**TASK PROMPT**
Quote the passage from the philosophy quiz word for word, starting at "The mode of" and going up to and including "strong inductive argument?".

**TEXT UNDER STUDY**
Karl Popper proposed which principle as the criterion of scientific status?

  • AVerifiability
  • BFalsifiability
  • CProductivity
  • DAesthetic appeal
View solution
Correct Option: B
Falsifiability. A theory is scientific only if it could in principle be refuted.
Q 13 Peirce Hard

The mode of reasoning called "inference to the best explanation" was named by:

  • AAristotle
  • BJ.S. Mill
  • CC.S. Peirce
  • DKarl Popper
View solution
Correct Option: C
Charles Sanders Peirce — abduction.
Q 14 Strength Medium

Which of the following is NOT a criterion of a strong inductive argument?

  • ALarge sample size
  • BRepresentativeness of sample
  • CValidity of form
  • DVariety of cases
View solution
Correct Option: C
Inductive arguments are not valid/invalid; they are strong/weak. Validity is a deductive concept.

**SUPPLIED INFORMATION**
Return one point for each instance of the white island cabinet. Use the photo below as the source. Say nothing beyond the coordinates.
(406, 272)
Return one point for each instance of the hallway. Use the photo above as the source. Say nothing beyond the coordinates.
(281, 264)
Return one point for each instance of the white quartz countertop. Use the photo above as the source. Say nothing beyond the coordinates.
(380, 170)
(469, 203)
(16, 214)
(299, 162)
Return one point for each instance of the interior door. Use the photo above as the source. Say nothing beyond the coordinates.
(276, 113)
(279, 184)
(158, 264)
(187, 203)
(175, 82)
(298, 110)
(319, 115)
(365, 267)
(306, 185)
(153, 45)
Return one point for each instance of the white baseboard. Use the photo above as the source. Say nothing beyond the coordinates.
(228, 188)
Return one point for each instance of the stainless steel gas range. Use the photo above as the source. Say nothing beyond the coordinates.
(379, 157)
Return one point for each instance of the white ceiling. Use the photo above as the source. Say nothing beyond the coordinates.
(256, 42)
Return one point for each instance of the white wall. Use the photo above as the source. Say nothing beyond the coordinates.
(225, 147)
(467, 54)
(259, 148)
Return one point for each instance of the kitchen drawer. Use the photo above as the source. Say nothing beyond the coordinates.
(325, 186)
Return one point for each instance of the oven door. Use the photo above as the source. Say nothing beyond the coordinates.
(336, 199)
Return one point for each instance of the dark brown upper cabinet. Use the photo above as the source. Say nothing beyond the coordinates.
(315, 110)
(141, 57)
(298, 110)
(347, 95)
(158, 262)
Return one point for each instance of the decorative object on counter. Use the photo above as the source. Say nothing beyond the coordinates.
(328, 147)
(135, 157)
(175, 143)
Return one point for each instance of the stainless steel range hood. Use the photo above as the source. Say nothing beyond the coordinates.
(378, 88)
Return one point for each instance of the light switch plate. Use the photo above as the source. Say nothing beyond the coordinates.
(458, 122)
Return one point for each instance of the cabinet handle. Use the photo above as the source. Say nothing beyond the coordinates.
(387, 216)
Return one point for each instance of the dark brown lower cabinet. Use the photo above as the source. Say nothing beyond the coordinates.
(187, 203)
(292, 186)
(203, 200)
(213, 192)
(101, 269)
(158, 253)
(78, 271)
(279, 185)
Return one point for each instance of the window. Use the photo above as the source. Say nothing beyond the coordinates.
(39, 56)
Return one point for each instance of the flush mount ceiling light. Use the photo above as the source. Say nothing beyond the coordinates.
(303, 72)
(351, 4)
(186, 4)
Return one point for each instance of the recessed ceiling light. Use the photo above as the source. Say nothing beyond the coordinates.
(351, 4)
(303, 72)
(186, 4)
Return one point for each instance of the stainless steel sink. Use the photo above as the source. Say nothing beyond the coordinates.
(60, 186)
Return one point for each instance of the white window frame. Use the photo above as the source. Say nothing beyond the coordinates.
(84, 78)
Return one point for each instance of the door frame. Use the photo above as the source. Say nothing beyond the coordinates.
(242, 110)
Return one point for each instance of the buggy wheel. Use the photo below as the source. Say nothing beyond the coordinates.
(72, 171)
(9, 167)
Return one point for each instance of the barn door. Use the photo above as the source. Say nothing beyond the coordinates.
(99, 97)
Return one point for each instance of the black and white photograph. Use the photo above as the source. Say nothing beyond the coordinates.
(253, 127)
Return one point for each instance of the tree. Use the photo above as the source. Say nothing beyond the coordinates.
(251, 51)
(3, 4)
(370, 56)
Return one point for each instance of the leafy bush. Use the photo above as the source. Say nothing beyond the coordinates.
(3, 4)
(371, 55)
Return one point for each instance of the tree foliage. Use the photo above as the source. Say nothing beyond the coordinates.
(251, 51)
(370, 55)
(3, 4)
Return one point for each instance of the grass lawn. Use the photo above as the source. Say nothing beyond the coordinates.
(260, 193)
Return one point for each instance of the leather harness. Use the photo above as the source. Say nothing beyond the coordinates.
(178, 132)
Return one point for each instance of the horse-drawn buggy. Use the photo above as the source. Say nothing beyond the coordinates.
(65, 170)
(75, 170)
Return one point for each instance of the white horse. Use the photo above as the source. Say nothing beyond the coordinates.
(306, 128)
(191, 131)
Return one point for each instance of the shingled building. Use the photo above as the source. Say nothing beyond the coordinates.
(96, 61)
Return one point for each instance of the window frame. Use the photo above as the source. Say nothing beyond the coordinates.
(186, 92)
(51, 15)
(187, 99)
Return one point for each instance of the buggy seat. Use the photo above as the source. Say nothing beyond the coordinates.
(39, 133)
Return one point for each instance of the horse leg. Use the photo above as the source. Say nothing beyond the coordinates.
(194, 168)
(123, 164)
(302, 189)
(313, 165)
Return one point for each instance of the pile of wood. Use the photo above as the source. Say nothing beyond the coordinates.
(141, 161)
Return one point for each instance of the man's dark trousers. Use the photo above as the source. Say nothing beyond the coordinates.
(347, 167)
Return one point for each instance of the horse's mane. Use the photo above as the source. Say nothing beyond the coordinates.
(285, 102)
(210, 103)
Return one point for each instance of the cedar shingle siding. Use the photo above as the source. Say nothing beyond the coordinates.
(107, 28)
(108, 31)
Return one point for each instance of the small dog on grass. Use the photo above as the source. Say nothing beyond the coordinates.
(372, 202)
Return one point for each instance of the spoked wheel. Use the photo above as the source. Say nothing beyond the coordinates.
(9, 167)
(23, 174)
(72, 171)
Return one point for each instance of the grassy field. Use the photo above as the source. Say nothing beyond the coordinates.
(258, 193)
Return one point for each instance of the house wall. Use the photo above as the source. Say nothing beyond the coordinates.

**THE ANSWER**
The mode of reasoning called "inference to the best explanation" was named by:

  • AAristotle
  • BJ.S. Mill
  • CC.S. Peirce
  • DKarl Popper
View solution
Correct Option: C
Charles Sanders Peirce — abduction.
Q 14 Strength Medium

Which of the following is NOT a criterion of a strong inductive argument?